WHAT THE TASK REQUIRES>
Copy everything from the line containing "formatted like (289,90)" down to the end of the items, renaming "wooden plank floor" to "timber plank floor" and leaving the rest unchanged.

————————

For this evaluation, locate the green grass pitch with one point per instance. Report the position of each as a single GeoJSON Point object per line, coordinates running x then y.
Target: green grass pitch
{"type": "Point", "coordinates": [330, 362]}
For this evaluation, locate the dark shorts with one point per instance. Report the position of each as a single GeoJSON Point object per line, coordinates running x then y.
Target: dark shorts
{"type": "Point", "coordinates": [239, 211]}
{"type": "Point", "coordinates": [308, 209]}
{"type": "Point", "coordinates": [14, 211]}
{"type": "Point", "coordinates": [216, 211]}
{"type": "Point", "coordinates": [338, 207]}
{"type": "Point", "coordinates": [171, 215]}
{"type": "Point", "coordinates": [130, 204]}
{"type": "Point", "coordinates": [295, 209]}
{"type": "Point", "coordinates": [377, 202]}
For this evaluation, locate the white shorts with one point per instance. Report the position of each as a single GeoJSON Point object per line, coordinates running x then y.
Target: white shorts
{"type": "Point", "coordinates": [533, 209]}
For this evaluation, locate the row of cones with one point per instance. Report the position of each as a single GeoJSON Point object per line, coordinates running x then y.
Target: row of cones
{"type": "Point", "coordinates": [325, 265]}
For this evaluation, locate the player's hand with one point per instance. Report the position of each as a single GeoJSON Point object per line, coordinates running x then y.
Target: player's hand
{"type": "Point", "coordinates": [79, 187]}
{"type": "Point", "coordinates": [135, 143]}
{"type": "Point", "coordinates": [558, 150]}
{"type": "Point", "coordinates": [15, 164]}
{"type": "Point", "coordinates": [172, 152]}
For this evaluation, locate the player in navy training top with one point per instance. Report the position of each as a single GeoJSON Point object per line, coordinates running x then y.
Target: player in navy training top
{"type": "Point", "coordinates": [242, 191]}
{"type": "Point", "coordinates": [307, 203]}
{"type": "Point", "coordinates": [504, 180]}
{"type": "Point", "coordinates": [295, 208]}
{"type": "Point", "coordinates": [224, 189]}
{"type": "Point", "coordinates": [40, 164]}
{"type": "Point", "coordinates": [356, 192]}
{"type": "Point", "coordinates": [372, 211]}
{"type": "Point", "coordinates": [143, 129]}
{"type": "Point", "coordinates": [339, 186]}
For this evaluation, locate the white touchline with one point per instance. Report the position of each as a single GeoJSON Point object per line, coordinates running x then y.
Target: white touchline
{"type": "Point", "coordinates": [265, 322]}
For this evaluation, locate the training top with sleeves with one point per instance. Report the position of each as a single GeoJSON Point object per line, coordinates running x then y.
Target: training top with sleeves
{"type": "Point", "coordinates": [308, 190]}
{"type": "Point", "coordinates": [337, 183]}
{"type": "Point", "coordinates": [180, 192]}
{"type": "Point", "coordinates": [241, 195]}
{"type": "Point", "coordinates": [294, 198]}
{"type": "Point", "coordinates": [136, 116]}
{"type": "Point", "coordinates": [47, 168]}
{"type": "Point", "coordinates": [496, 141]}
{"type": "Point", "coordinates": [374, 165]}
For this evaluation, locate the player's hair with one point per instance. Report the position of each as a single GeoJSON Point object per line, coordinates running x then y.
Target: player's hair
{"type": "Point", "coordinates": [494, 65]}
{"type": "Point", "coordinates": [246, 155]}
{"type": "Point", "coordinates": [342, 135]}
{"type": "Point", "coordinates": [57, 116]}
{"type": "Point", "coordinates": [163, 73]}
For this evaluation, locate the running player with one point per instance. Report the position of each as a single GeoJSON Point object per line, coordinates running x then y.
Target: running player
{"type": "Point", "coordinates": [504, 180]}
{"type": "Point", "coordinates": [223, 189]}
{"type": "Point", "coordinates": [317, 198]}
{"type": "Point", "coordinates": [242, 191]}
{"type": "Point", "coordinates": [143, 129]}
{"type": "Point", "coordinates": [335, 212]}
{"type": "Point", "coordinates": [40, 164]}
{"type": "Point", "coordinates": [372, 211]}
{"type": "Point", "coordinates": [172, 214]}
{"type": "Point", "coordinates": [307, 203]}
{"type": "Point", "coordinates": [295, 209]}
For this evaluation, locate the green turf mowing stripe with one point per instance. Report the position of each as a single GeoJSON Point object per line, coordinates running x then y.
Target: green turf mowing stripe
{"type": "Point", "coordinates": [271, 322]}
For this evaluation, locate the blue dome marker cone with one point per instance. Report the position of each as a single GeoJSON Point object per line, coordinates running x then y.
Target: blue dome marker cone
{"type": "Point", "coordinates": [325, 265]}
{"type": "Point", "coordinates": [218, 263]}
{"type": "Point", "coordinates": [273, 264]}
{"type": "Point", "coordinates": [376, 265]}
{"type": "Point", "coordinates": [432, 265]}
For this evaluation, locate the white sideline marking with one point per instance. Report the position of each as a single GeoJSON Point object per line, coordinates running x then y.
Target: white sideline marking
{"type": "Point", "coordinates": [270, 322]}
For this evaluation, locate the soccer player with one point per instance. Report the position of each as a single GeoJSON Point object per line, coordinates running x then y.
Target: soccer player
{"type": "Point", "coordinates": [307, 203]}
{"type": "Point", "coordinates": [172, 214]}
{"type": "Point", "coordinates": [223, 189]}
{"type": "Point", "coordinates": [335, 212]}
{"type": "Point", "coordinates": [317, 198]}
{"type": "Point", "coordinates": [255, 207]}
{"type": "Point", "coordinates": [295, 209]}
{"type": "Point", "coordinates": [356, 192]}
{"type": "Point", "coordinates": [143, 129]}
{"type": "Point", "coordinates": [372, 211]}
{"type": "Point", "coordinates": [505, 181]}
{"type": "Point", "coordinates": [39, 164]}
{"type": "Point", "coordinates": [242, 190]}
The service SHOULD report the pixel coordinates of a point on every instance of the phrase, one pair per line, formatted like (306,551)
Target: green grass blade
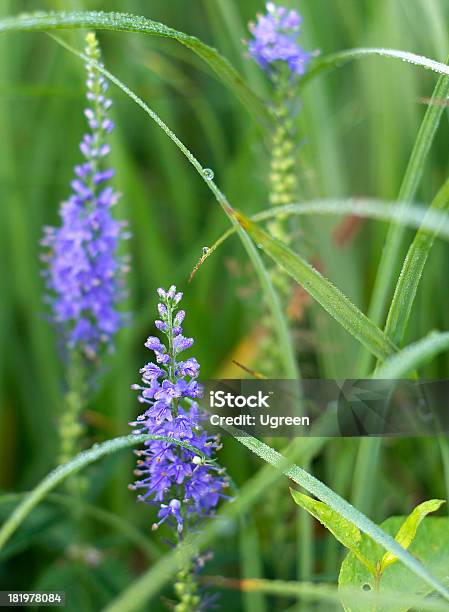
(339,59)
(322,290)
(409,215)
(271,298)
(370,449)
(308,591)
(151,581)
(125,22)
(415,168)
(413,356)
(114,521)
(341,506)
(412,269)
(82,460)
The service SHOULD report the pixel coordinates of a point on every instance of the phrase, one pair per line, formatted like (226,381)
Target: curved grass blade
(126,22)
(412,269)
(370,449)
(151,581)
(339,59)
(413,356)
(322,290)
(410,215)
(308,591)
(341,506)
(59,474)
(288,356)
(387,267)
(128,531)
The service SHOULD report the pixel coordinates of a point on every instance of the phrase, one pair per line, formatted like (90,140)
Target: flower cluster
(276,40)
(84,275)
(184,485)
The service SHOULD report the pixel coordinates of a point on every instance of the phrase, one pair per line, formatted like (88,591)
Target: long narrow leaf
(409,215)
(271,298)
(312,591)
(62,472)
(125,22)
(148,584)
(339,59)
(413,356)
(322,290)
(412,269)
(388,264)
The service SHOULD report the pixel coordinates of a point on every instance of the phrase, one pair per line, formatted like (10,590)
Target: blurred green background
(357,127)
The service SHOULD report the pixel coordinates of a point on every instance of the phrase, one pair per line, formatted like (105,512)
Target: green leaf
(343,530)
(412,269)
(280,324)
(405,214)
(322,290)
(430,546)
(413,356)
(407,531)
(59,474)
(339,59)
(126,22)
(388,265)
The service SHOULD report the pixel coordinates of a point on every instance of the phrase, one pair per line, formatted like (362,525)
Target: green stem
(288,355)
(70,427)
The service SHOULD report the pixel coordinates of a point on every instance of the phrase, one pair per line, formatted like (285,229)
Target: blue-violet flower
(84,274)
(276,40)
(185,486)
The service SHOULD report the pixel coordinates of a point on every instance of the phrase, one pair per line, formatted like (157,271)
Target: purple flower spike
(185,486)
(84,275)
(276,40)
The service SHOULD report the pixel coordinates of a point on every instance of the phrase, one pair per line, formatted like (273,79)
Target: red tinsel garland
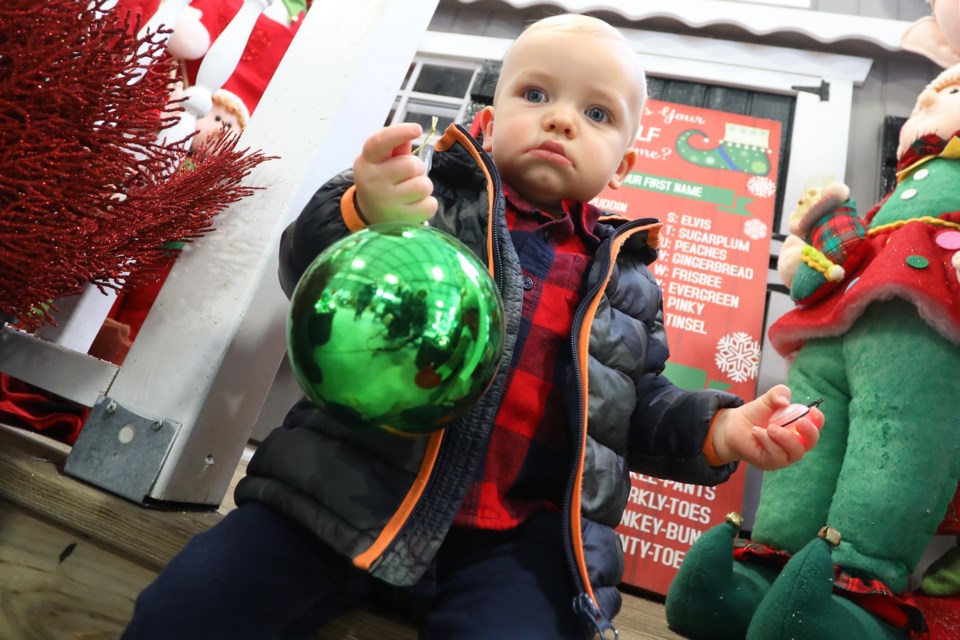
(87,192)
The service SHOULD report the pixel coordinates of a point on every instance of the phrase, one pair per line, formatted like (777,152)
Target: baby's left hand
(746,433)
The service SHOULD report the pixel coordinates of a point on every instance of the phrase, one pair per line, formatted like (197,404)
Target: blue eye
(534,95)
(597,114)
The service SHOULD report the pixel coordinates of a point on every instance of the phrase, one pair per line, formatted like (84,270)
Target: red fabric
(265,48)
(899,611)
(942,616)
(23,405)
(528,457)
(935,290)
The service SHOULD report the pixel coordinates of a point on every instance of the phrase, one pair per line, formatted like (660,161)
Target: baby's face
(565,116)
(938,112)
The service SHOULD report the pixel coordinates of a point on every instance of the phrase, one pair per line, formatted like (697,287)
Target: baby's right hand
(392,184)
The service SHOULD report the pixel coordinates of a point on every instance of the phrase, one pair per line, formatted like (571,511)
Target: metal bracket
(120,450)
(823,91)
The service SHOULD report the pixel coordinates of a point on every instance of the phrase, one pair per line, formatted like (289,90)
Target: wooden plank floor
(73,558)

————————

THE REPLY>
The service SHOULD report the pixel coordinates of a point on every instance of the phrase, one pair per line, formatted like (289,90)
Target: timber plank floor
(73,558)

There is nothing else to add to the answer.